● Task statement
Rewrite every line of the entries below, requests included. Shift each outline by adding -90 to every x and y coordinate in the answers.

● Contour annotation entries
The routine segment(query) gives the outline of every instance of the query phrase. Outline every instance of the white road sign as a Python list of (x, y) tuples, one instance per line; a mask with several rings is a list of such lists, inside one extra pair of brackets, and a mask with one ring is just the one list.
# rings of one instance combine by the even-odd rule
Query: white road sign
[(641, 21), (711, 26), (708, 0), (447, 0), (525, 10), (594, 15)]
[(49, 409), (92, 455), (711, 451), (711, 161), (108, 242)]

● Exercise solution
The routine segment(query) gives the outline of every instance of the query phrase. Outline every instance of the white road sign as a Python list of (x, y) tuples, one instance per line; a mask with several rings is a list of such lists, inside one extra pair of brackets, and a mask with one ring is just the one list.
# rings of one instance combine by the even-odd rule
Query: white road sign
[(551, -69), (621, -64), (618, -90), (357, -90), (435, -80), (504, -75)]
[(-41, 319), (2, 365), (621, 361), (621, 71), (18, 152)]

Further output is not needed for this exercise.